* YOUR OBJECTIVE
Update the car review from "Pros: Good seats, visibility, low" up to and including "controls, anonymous looks.", replacing "anonymous looks" with "bland styling".

* EXCERPT TO READ
————————

Another first for me. When you come to a complete stop, the brake pedal can be depressed about 4-5 inches further with little increase in the force applied to it. The brakes are super mushy with very non-linear stopping power comparing to the force applied. The pedal travel before any braking happens is also among the longest I have seen.
There are airbags aplenty and according to authorities the roof is pretty strong. So this Corolla gets many starts in the crash tests. If you buy one, you will need all the airbags you can get, because with unresponsive brakes, steering and engine, this is an accident waiting to happen. Strangely both times I needed a rear bumper replaced it was because of Toyota products. The first was caused by an older Corolla running into my parked car in the parking lot and the recent incident by a Scion xB. My wife's car was rear-ended by a Lexus LS (no damage) and later by a Camry (bumper replaced). I don't mind it as long the drivers have insurance, but the trend is present.
The trunk is rather large and has a couple of small compartments in the right corner, which work well to prevent smaller items from sliding around. The trunk upholstery is good.
The windshield wipers worked well during a rain we had. The stalks have good feel.
The CD player can play MP3 and has an aux input. The sound was ok, about what one can expect from an inexpensive car. Radio reception was adequate.
Instruments and A/C
The instruments were legible. The A/C had very good power (and the fan is very powerful), but the mechanically-linked controls for it required way too much effort and felt very cheap overall.
Pros: Good seats, visibility, low noise, soft ride, decent fuel economy, features, good A/C.
Cons: Unresponsive brakes and steering, unrefined engine, cheap interior and controls, anonymous looks.
I highly recommend this car if you don't like to drive, like low noise, comfortable seats and soft ride, can get it for cheap and like the interior.
If you like to drive, need some steering and brake feel, responsiveness, decent engine note, reasonably nice interior or above average acceleration, look elsewhere. A used Honda Accord is head and shoulders above the Corolla in virtually all respects.

————————

* RECORDS SHOWN

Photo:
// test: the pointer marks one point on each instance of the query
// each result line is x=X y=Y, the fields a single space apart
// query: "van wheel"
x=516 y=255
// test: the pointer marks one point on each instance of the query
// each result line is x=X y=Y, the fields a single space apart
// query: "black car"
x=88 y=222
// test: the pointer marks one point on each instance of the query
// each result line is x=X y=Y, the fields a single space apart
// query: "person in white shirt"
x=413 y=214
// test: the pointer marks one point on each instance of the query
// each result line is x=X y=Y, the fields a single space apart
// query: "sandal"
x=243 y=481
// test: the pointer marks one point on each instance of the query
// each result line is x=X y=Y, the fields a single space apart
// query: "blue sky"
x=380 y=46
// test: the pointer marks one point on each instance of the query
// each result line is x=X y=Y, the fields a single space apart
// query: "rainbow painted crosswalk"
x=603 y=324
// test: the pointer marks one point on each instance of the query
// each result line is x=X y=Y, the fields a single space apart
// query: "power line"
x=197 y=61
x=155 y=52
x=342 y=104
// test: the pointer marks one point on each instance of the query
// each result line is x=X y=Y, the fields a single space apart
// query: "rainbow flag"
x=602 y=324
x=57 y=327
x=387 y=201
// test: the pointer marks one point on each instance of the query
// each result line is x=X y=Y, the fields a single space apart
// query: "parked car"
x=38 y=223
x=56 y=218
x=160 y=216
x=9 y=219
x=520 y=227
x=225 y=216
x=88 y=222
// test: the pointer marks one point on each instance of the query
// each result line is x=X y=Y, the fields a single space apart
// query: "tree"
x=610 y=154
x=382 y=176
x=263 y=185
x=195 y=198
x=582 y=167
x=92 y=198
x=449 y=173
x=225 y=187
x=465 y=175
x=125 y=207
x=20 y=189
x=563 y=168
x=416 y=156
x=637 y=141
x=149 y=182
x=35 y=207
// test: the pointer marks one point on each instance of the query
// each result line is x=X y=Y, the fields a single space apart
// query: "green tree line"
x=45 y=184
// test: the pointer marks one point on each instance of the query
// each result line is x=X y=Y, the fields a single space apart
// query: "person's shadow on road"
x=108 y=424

————————

* COMPLETED TASK
Pros: Good seats, visibility, low noise, soft ride, decent fuel economy, features, good A/C.
Cons: Unresponsive brakes and steering, unrefined engine, cheap interior and controls, bland styling.